» **SOURCE DOCUMENT**
◆ ◆ ◆ ◆

"1000 Miles Away" is a song by Australian rock group Hoodoo Gurus. It was released in May 1991 as the second single from the group's fifth studio album, Kinky. "1000 Miles Away" peaked at number 37 on the Australian singles chart.

In June 2000, Dave Faulkner said "Many people have told me '1000 Miles Away' is their favourite Gurus song and it's also among my top ten. There are references to airports and flying but I was writing about emotional distance rather than physical travel. 'I Think You Know' was another Punishment Song. We liked to keep bashing out the last two chords for a couple of minutes, Buzzcocks-style, a bit like a punk mantra. Punishment never felt so good."

◆ ◆ ◆ ◆

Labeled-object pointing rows
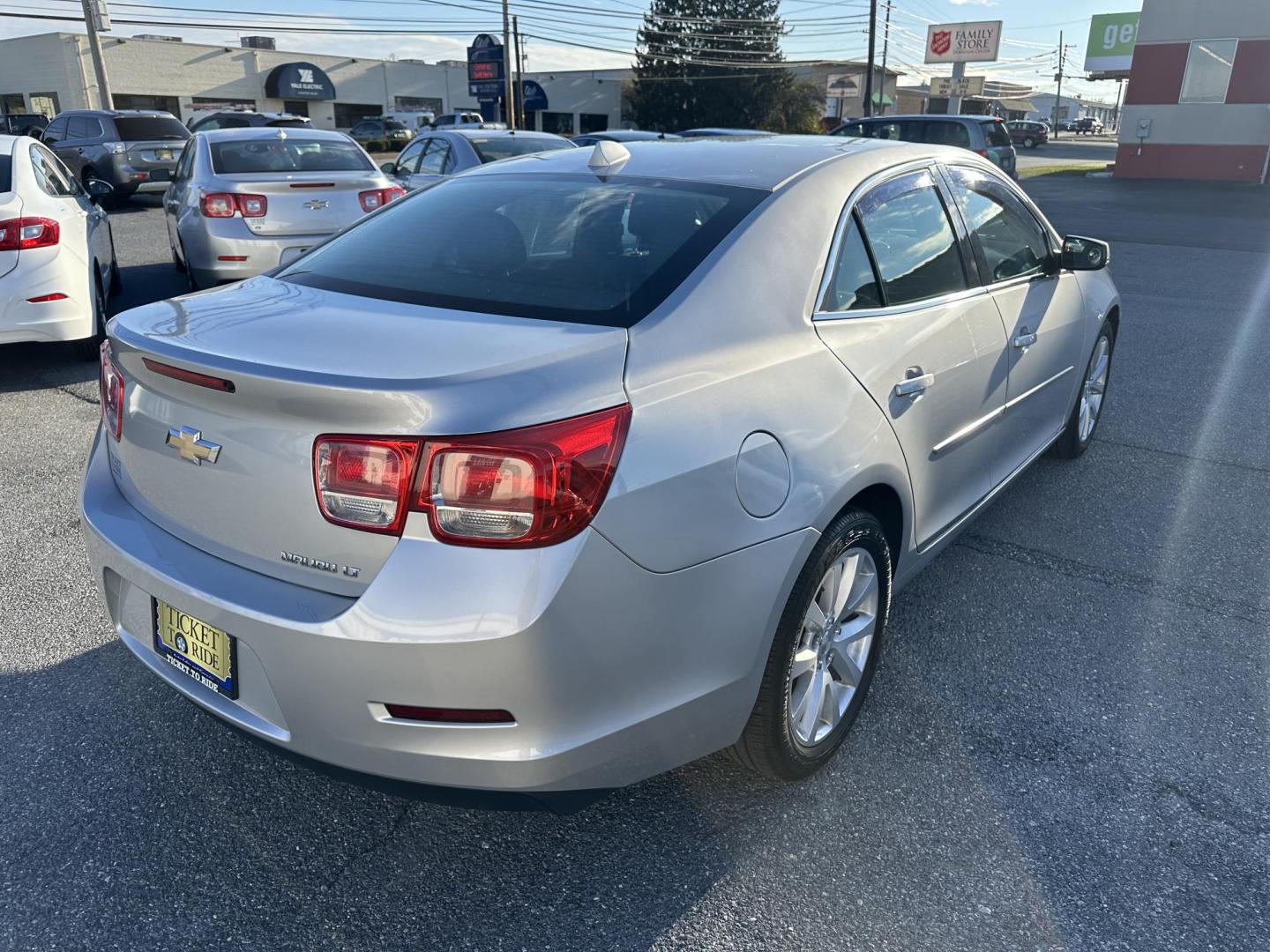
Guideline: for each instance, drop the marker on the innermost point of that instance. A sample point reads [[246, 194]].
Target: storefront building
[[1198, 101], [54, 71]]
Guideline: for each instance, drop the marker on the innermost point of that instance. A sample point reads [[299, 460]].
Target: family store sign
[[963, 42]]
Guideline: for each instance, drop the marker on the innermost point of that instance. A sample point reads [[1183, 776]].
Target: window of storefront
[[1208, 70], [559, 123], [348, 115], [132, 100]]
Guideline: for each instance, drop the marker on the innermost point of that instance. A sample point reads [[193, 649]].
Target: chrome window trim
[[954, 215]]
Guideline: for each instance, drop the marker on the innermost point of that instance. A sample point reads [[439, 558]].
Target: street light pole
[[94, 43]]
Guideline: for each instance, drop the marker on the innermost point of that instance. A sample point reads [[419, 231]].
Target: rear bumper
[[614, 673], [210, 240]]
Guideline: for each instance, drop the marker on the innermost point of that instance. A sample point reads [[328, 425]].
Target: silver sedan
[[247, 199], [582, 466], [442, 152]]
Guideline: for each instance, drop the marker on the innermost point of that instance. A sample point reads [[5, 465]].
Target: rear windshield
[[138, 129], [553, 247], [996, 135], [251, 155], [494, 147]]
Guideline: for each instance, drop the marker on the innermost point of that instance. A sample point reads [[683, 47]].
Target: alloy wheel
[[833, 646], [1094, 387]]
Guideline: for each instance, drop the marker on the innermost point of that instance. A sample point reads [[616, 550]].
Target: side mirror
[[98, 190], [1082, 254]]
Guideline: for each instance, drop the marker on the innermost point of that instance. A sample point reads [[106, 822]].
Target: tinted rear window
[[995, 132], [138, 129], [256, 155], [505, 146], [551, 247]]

◆ ◆ ◆ ◆

» **EXERCISE REQUIREMENTS**
• a. In the song article, what position did "1000 Miles Away" reach on the Australian singles chart?
• b. Rewrite the rows from their start through the line containing "[[963, 42]]" as a numbered list, omitting the pictures and any blank lines.

» **RESULTS IN ORDER**
• a. Number 37.

• b.
1. Guideline: for each instance, drop the marker on the innermost point of that instance. A sample point reads [[246, 194]].
2. Target: storefront building
3. [[1198, 101], [54, 71]]
4. Guideline: for each instance, drop the marker on the innermost point of that instance. A sample point reads [[299, 460]].
5. Target: family store sign
6. [[963, 42]]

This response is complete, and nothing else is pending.